### Work to complete
Using the data that follows, return exactly the lines from the one that contains "Task: where can the utility" through the one that contains "Task: where can the distant", ends included.

### Saved data entries
******

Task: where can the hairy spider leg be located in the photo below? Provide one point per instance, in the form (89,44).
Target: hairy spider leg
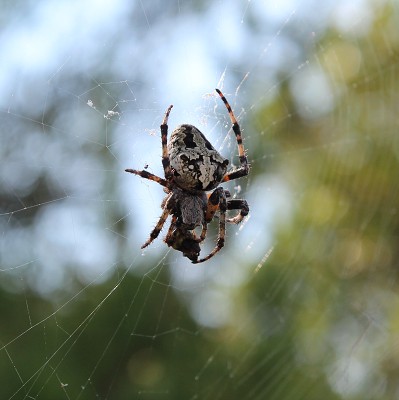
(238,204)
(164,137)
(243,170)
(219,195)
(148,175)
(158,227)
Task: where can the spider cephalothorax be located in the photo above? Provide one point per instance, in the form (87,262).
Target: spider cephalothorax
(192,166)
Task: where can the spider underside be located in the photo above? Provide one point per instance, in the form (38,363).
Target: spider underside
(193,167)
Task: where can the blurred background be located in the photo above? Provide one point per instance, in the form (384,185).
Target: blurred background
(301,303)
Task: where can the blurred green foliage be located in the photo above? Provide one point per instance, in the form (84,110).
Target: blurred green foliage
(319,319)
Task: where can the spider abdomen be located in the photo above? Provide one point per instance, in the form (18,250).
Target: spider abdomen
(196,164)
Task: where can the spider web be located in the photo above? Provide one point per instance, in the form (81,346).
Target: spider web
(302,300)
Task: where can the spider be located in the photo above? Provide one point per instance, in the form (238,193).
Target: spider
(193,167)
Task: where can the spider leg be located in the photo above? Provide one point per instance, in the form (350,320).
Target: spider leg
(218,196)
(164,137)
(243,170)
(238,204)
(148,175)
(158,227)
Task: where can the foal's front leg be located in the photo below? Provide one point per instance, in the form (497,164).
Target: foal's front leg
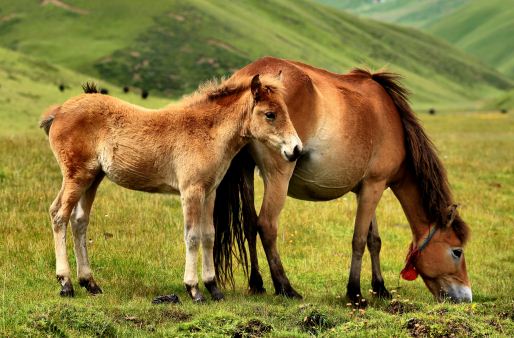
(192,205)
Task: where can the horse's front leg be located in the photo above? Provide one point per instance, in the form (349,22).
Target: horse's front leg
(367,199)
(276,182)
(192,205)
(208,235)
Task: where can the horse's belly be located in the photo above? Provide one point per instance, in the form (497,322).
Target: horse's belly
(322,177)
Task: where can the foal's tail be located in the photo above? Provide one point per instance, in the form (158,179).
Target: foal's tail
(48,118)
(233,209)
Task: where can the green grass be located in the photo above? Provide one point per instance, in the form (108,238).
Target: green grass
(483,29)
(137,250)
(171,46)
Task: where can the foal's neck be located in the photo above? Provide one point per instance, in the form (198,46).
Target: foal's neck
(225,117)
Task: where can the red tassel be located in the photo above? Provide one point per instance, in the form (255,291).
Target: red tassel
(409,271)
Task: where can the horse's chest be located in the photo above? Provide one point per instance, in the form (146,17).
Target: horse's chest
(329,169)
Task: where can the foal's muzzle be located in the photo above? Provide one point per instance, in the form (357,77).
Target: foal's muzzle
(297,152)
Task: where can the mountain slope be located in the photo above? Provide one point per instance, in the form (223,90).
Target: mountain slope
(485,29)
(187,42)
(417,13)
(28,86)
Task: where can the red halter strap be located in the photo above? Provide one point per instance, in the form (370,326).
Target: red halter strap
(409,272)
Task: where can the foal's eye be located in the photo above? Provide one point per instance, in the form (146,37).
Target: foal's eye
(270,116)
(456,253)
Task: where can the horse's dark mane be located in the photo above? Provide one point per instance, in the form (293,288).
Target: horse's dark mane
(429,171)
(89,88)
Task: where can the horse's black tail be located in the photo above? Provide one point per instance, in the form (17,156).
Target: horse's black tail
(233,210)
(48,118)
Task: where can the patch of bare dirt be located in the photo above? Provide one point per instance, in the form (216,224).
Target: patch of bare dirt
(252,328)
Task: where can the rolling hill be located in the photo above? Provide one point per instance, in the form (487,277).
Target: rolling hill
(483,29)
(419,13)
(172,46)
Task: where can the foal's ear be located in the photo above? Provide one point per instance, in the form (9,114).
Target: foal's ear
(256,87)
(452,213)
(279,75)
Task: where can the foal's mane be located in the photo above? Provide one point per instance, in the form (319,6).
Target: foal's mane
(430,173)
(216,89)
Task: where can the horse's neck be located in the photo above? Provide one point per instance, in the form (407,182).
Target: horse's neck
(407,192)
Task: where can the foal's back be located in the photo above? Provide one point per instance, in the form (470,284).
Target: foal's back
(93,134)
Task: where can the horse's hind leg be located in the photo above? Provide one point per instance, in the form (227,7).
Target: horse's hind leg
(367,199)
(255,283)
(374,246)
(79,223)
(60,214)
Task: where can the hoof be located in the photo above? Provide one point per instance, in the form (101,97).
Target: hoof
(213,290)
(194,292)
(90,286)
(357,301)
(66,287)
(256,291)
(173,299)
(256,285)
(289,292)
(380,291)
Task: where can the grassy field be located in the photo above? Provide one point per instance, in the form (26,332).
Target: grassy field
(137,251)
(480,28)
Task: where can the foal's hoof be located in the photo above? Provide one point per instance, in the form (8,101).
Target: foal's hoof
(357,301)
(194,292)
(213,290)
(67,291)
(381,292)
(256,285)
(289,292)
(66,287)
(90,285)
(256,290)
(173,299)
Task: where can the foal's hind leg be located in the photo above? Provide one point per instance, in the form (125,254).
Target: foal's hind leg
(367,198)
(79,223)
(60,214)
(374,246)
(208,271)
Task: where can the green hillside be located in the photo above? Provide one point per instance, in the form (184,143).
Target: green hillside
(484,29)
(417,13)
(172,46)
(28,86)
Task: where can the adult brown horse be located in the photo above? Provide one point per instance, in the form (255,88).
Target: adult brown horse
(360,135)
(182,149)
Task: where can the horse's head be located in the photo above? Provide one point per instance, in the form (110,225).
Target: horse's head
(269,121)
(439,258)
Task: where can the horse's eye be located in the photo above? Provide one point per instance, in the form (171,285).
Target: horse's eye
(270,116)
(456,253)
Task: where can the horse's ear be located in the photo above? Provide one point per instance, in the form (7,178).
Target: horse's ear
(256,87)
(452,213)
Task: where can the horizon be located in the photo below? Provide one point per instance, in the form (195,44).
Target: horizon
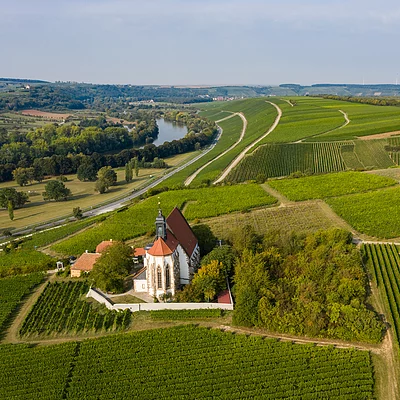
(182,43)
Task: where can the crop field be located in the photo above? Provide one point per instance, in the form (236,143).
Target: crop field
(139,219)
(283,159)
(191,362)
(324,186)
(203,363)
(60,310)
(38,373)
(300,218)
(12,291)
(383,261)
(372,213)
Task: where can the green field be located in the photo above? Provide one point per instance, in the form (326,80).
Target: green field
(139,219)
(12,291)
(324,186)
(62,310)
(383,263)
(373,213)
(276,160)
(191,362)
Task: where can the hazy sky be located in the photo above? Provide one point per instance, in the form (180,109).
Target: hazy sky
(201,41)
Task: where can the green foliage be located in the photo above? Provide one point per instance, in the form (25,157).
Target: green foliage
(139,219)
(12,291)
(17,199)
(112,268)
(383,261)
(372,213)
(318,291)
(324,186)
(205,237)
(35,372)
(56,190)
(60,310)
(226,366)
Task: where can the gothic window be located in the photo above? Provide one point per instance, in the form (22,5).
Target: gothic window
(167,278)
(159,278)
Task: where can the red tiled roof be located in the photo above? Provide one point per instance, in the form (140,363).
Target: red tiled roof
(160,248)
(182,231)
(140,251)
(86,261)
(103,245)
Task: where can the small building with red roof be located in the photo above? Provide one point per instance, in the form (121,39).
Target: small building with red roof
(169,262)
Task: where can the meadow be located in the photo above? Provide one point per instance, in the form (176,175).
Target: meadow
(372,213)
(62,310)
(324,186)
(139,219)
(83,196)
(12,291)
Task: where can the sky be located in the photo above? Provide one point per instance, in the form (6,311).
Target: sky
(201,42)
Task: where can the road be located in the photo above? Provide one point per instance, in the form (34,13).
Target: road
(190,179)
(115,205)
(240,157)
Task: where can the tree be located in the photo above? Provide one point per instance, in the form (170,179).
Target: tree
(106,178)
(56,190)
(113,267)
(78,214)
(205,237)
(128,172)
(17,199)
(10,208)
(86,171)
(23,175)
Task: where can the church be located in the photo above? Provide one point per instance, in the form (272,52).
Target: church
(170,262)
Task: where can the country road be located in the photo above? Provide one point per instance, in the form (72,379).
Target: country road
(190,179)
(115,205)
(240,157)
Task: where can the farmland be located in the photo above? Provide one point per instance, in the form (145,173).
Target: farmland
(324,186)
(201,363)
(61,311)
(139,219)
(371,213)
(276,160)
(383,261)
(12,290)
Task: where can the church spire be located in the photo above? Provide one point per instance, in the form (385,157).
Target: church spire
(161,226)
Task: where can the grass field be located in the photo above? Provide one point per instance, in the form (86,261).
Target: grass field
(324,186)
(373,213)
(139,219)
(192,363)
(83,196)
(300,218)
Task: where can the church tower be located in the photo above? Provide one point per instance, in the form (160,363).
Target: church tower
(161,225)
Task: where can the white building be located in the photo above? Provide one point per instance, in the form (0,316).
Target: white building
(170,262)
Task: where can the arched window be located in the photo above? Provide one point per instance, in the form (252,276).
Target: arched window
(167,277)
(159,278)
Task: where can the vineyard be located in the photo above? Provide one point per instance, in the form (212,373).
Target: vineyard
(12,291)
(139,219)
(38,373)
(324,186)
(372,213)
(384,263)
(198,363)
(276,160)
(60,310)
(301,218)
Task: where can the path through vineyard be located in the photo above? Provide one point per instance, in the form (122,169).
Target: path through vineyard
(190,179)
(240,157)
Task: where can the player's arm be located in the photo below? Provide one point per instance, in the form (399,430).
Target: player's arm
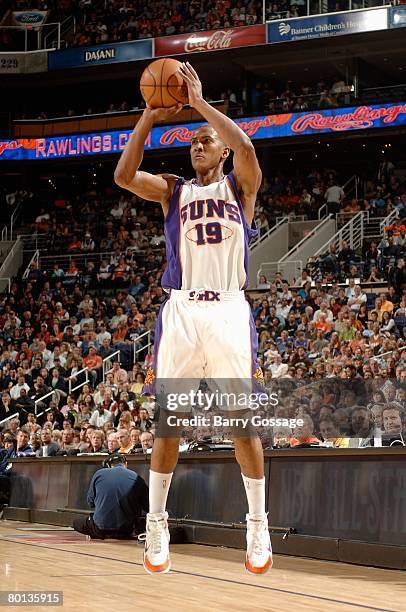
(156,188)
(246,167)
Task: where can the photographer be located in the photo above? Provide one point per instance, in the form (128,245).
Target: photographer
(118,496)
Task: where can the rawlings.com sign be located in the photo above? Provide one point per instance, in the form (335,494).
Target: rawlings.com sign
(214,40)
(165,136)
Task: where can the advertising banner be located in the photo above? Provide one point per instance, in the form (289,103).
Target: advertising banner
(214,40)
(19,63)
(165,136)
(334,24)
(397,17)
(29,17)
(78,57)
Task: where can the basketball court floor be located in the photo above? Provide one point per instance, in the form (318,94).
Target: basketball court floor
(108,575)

******

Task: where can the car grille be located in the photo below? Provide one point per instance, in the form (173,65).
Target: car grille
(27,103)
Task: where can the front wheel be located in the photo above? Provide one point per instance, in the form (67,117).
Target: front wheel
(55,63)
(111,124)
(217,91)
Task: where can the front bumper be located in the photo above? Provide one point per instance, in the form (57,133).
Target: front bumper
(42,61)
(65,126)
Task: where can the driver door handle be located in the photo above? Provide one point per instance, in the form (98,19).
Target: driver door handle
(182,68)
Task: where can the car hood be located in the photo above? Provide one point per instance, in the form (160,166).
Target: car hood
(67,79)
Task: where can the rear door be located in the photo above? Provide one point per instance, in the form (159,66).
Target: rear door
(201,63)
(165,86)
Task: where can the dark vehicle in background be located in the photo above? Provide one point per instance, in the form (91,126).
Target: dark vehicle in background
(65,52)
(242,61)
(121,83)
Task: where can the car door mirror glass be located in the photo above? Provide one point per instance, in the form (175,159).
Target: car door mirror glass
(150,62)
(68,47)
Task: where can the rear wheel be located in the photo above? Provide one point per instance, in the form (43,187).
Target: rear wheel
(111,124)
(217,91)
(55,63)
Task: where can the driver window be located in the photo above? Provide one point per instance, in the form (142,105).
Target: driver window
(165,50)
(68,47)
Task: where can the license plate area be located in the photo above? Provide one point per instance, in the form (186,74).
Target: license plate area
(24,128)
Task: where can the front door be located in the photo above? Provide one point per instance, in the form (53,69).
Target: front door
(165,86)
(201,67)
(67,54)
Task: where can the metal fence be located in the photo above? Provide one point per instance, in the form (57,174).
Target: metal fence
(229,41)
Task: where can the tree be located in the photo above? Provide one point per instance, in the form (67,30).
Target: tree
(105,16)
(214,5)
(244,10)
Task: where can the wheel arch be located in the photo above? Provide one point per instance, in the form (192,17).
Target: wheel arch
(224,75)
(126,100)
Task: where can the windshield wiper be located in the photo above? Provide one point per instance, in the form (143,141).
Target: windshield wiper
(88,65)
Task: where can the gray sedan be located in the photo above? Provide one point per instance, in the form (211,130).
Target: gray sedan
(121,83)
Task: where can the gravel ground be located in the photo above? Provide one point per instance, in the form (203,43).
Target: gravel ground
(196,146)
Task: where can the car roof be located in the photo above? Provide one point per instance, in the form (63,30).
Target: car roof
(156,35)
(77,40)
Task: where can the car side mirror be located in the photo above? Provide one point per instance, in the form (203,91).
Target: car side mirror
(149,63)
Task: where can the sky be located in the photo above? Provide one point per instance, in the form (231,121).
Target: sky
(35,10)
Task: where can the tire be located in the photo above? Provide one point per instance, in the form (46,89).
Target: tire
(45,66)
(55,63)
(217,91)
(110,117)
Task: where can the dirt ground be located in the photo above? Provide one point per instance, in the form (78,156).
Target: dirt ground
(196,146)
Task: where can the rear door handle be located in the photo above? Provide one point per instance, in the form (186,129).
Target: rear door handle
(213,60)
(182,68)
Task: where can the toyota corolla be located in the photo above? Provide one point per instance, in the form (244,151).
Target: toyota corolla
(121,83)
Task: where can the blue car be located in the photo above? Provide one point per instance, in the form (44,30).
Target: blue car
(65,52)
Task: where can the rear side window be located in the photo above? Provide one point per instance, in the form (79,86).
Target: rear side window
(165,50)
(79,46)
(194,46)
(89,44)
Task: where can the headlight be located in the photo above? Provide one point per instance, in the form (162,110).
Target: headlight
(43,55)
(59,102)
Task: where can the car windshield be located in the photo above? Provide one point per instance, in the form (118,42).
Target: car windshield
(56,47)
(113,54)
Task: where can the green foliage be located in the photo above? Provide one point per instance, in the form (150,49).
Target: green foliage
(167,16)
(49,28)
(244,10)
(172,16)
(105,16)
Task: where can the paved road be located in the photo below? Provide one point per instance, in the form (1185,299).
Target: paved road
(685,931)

******

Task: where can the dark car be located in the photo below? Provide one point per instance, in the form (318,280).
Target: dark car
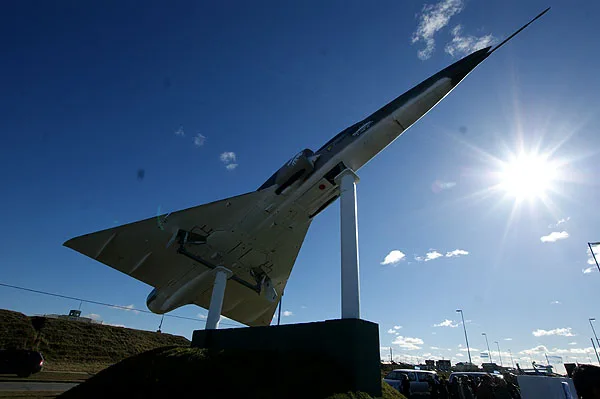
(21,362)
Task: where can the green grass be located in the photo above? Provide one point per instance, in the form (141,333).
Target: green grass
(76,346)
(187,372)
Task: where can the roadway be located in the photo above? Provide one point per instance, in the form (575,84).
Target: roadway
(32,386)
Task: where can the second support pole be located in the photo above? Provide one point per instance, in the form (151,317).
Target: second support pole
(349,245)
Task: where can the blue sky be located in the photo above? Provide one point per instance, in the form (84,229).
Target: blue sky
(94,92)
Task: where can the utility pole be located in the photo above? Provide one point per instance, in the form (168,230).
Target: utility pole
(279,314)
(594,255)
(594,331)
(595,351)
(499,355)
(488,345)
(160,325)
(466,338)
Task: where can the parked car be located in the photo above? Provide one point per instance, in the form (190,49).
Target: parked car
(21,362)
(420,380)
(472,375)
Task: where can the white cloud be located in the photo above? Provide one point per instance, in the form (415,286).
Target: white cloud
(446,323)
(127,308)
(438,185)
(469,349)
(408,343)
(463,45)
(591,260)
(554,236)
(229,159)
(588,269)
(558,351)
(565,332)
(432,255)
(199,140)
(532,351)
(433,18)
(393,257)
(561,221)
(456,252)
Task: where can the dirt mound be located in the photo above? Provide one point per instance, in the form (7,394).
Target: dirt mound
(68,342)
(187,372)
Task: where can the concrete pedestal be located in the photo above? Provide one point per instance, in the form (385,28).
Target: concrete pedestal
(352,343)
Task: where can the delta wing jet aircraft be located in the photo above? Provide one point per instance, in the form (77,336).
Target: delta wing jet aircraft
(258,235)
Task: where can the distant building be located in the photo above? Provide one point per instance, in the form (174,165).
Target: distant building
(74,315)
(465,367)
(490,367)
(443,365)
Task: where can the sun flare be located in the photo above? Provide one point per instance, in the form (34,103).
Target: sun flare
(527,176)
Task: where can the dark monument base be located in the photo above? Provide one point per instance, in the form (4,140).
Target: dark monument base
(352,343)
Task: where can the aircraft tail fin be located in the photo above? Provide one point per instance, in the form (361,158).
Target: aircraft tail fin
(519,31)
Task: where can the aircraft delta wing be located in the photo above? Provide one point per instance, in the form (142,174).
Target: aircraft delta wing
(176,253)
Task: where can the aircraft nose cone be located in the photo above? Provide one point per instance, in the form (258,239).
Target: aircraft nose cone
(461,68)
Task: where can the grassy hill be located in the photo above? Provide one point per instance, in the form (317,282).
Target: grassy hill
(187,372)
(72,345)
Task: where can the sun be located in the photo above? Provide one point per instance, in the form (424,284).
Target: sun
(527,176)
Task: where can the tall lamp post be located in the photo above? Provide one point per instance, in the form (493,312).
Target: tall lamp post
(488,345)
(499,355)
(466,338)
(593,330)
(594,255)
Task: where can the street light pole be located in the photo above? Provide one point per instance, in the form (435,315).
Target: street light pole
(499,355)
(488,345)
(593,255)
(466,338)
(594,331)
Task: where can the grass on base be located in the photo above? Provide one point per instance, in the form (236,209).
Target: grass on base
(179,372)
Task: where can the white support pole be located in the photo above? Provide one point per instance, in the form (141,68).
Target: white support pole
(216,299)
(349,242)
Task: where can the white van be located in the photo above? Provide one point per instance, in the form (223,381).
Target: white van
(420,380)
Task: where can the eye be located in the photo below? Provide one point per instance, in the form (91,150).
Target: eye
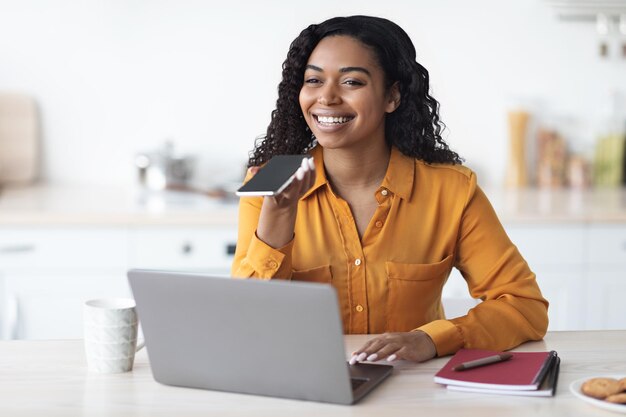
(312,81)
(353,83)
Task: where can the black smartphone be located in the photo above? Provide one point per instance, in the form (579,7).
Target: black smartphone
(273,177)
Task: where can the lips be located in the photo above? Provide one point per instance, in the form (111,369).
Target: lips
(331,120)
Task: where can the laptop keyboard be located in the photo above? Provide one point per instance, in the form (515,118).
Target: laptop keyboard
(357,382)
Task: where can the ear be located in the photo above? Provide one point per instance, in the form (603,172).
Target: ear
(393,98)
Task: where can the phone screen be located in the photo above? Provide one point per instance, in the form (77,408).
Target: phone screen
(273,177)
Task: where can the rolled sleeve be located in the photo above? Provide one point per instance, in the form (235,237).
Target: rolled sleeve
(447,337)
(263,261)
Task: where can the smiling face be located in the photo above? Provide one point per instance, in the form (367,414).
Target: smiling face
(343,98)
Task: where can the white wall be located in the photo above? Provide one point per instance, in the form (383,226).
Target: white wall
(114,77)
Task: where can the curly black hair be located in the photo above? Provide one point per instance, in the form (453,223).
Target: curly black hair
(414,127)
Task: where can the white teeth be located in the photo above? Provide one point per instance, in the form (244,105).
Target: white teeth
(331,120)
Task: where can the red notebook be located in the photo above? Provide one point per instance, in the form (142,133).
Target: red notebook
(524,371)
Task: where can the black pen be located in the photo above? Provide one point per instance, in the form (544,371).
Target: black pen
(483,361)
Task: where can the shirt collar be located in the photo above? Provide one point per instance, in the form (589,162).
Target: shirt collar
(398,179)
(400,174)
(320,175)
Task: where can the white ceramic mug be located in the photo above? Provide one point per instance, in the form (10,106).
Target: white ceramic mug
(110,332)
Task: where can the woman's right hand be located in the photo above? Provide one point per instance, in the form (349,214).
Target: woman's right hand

******

### Exercise output
Task: where can the utility pole be located in the photo above? Provide one point per instance, in the form (168,230).
Target: utility pole
(279,314)
(594,255)
(594,331)
(595,351)
(499,355)
(488,345)
(160,325)
(466,338)
Task: where can the parked car be located in the photo above? Provide one point per instance, in the form (190,49).
Target: parked car
(21,362)
(420,380)
(472,375)
Task: where can the white cloud be located in the photo above? Provide one point per instance, in the form (415,286).
Target: white cloud
(446,323)
(127,308)
(438,185)
(469,349)
(408,343)
(463,45)
(591,260)
(554,236)
(229,159)
(588,269)
(558,351)
(565,332)
(432,255)
(199,140)
(532,351)
(433,18)
(393,257)
(561,221)
(456,252)
Task: where can the dirt mound be located in the photo above? Provide one point per instance, in the form (7,394).
Target: dirt mound
(68,342)
(187,372)
Task: where can the concrete pedestal be located in the photo above? Provide one point per instance, in the form (385,28).
Target: concrete pedestal
(352,343)
Task: where can the delta wing jet aircraft be located in the photo above? Provide one point per instance, in the form (77,336).
Target: delta wing jet aircraft
(258,235)
Task: where can the distant building be located in the photo above? Provide one point per instance, in the form (174,165).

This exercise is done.